■ **Provided data**:
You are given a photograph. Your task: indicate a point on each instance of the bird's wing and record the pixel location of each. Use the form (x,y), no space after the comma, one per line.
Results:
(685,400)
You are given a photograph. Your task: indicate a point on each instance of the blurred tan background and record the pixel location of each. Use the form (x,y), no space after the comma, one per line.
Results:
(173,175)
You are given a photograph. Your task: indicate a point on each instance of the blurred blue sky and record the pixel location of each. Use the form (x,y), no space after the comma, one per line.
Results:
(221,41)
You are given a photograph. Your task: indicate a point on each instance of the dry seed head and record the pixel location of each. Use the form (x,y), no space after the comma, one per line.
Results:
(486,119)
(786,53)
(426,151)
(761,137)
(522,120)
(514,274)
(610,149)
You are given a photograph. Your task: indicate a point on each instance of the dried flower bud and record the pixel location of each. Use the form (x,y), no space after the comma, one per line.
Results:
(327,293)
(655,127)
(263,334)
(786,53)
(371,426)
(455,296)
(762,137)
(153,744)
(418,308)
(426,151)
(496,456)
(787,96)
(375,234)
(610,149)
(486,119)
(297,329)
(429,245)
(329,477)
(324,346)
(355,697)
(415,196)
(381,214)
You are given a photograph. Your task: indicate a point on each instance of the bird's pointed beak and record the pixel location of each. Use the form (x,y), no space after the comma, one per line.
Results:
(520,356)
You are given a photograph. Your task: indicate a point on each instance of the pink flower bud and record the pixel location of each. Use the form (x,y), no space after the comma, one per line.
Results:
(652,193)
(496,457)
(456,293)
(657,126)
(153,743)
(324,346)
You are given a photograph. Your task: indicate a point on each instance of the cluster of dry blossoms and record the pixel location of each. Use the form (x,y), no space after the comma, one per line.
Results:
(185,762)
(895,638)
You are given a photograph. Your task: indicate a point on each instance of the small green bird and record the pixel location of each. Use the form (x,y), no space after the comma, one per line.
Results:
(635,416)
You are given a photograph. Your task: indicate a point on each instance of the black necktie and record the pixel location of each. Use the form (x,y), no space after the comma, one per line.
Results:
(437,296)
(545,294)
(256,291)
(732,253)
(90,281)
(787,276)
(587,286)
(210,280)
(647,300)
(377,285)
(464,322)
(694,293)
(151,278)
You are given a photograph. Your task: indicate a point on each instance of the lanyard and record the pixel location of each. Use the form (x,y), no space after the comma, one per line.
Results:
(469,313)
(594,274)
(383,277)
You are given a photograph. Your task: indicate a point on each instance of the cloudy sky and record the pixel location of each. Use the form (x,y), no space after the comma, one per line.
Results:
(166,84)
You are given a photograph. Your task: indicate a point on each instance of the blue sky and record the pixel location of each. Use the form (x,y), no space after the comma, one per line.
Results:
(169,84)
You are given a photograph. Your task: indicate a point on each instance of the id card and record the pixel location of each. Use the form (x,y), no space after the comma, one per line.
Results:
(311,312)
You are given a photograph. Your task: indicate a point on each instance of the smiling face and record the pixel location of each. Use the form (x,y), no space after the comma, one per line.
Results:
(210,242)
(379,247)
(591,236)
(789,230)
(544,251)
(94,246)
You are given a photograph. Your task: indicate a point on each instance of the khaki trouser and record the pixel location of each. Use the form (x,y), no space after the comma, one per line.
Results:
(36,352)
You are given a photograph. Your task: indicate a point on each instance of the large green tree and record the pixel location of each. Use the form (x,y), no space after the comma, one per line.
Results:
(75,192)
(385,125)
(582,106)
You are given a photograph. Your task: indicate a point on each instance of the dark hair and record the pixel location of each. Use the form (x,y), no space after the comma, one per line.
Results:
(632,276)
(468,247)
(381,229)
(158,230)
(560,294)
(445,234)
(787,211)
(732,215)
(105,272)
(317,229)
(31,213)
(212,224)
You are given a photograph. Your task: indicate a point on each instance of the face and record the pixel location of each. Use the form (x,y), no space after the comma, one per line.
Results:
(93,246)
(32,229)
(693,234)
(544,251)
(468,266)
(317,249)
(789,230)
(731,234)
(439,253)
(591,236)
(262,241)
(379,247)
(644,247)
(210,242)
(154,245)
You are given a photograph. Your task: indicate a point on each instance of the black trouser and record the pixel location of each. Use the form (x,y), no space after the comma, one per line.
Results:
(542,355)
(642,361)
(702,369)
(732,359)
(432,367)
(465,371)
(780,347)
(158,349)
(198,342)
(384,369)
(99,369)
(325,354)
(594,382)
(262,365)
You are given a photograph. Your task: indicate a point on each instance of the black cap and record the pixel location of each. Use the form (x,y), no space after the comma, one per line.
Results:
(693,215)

■ **Goal**: Write out the lines above from the one containing "of the dark" through the last, exactly as they are.

■ **Response to the exercise**:
You are given a photograph. Your task: indicate a point on each instance of the dark hair and record the pixel location of each. Use the form (x,y), no space after the comma, one per line.
Results:
(632,276)
(468,247)
(381,229)
(158,230)
(560,294)
(445,234)
(787,211)
(732,215)
(105,272)
(317,229)
(31,213)
(212,224)
You are given a photograph. Your task: indicate a point on each instance of the face and record the pixel location of each. Use the form (x,y), no space after the comma, one per line.
Results:
(93,246)
(32,229)
(693,234)
(544,251)
(468,266)
(317,249)
(789,230)
(731,234)
(439,253)
(591,236)
(262,241)
(379,247)
(644,247)
(210,242)
(154,245)
You are given a photograph. Your task: indicate a point on each instance of the black trouser and record the pixel location of each. Use the form (x,y), no space after the comma, one per line.
Results:
(542,355)
(642,361)
(702,369)
(732,359)
(432,367)
(465,371)
(780,347)
(158,349)
(198,342)
(384,369)
(99,369)
(325,354)
(594,382)
(262,365)
You are given a photograph. Your task: indicate a point on each instance of the black cap and record the pixel location of each. Use the form (x,y), no space after the comma, one per line.
Results:
(693,215)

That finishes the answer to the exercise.